Passage to read
▽

My Cart 


For Whom the Bell Tolls
John Donne


No man is an island,
Entire of itself.
Each is a piece of the continent,
A part of the main.
If a clod be washed away by the sea,
Europe is the less.
As well as if a promontory were.
As well as if a manor of thine own
Or of thine friend's were.
Each man's death diminishes me,
For I am involved in mankind.
Therefore, send not to know
For whom the bell tolls,
It tolls for thee.


This poem is in the public domain.

△

Given data
▽

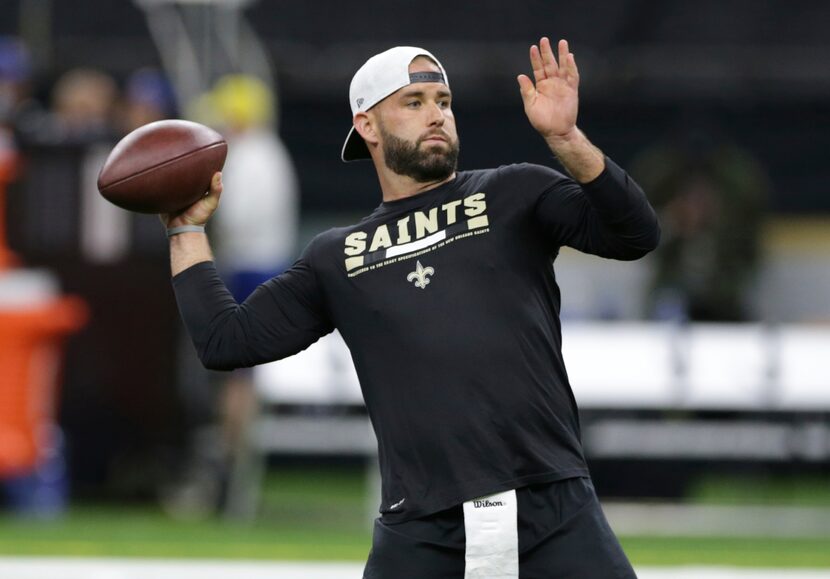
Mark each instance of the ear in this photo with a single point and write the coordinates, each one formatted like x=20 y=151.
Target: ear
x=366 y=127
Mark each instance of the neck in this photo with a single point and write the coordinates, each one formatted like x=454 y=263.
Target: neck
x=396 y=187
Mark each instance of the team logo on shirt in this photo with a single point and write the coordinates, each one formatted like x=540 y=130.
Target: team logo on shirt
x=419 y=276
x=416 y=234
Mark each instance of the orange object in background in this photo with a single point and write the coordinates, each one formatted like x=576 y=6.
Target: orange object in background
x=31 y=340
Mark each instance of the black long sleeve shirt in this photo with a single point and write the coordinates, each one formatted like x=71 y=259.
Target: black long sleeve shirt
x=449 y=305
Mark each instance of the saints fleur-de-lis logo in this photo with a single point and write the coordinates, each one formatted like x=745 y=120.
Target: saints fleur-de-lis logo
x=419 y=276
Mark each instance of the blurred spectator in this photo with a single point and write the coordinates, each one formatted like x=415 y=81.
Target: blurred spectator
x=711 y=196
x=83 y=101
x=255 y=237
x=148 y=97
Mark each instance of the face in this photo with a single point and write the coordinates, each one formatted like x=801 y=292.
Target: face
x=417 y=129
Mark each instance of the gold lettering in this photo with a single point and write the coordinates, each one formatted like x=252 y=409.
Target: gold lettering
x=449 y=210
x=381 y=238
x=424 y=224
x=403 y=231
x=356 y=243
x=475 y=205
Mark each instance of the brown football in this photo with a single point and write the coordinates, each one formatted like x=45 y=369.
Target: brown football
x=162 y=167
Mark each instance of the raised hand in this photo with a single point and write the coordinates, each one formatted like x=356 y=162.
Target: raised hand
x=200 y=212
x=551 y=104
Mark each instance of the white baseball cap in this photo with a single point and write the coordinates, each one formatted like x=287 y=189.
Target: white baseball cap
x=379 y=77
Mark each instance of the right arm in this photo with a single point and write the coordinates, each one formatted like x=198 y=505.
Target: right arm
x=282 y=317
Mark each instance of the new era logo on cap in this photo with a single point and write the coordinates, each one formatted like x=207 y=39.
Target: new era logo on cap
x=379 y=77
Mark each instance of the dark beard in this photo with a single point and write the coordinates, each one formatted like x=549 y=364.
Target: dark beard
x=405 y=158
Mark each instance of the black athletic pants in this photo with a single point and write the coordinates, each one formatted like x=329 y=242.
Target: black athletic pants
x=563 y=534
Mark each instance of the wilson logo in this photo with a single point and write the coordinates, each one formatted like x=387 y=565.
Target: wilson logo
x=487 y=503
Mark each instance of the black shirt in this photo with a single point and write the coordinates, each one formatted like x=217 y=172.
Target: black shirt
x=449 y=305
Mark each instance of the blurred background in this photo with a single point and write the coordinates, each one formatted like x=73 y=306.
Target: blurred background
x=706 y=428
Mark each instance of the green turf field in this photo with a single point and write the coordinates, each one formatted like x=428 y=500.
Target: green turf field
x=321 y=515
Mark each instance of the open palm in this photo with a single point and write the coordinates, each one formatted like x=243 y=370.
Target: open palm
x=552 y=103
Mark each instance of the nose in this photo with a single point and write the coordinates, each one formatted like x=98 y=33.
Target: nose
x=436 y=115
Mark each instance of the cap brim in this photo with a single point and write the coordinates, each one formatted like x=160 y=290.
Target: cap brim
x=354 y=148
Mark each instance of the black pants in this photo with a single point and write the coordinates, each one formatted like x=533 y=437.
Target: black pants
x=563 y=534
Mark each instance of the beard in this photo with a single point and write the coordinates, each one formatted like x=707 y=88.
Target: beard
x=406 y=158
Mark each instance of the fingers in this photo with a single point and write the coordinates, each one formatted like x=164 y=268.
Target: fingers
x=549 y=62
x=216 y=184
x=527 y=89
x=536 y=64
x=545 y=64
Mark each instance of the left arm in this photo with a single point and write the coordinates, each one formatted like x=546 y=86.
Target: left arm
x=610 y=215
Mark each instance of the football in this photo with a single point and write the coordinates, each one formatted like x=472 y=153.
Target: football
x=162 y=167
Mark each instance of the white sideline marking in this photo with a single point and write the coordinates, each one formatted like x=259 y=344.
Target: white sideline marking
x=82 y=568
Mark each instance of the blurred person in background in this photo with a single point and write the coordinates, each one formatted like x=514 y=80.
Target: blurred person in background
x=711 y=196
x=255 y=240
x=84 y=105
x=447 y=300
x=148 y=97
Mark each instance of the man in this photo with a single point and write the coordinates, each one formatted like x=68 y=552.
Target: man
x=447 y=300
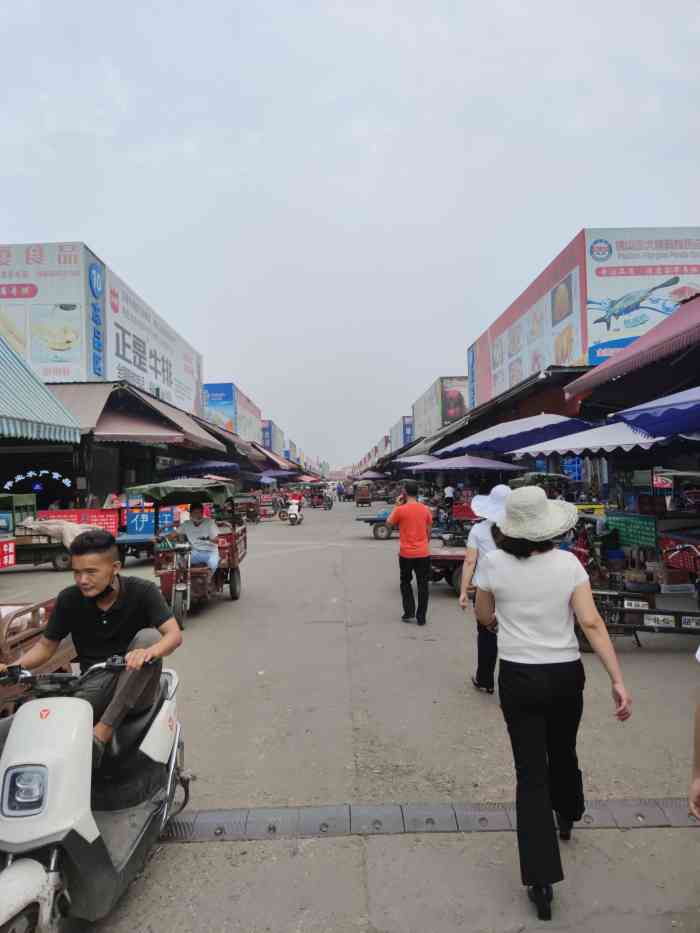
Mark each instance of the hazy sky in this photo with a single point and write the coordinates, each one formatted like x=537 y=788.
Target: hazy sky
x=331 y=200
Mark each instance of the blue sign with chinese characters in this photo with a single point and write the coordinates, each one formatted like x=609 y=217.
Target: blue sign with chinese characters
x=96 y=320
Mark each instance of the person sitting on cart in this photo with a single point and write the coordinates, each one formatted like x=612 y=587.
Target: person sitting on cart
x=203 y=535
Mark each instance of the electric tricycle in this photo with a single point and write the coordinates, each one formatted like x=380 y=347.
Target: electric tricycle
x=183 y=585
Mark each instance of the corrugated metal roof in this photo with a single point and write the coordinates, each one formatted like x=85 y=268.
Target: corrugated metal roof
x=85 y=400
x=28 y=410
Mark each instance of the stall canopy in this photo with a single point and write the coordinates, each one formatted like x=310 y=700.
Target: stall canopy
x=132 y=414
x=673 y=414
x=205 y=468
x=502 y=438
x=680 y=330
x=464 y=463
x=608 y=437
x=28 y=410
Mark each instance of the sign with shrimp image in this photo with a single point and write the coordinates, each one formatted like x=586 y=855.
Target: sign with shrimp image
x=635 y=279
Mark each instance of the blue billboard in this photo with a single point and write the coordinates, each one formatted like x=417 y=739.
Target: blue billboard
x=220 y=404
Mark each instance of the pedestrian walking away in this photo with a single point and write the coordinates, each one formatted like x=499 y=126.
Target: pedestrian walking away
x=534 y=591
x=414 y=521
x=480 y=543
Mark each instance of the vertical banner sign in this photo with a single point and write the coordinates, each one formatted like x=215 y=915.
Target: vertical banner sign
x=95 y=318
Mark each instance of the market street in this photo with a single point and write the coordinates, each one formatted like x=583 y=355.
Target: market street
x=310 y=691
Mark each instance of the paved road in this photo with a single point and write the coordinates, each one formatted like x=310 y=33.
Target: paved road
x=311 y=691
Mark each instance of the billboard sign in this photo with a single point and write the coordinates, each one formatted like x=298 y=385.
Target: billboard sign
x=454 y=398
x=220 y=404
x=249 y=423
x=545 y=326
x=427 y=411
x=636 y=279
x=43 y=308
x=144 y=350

△
▽

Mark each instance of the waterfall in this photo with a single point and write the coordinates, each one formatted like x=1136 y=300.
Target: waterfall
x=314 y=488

△

Task set
1) In the John Donne poem, what is each man called a piece of?
2) Copy the part of the poem that opens with the words containing "As well as if a manor" and closes with "tolls for thee.".
The records have no connection to the poem.

Outputs for the tasks
1) The continent.

2)
As well as if a manor of thine own
Or of thine friend's were.
Each man's death diminishes me,
For I am involved in mankind.
Therefore, send not to know
For whom the bell tolls,
It tolls for thee.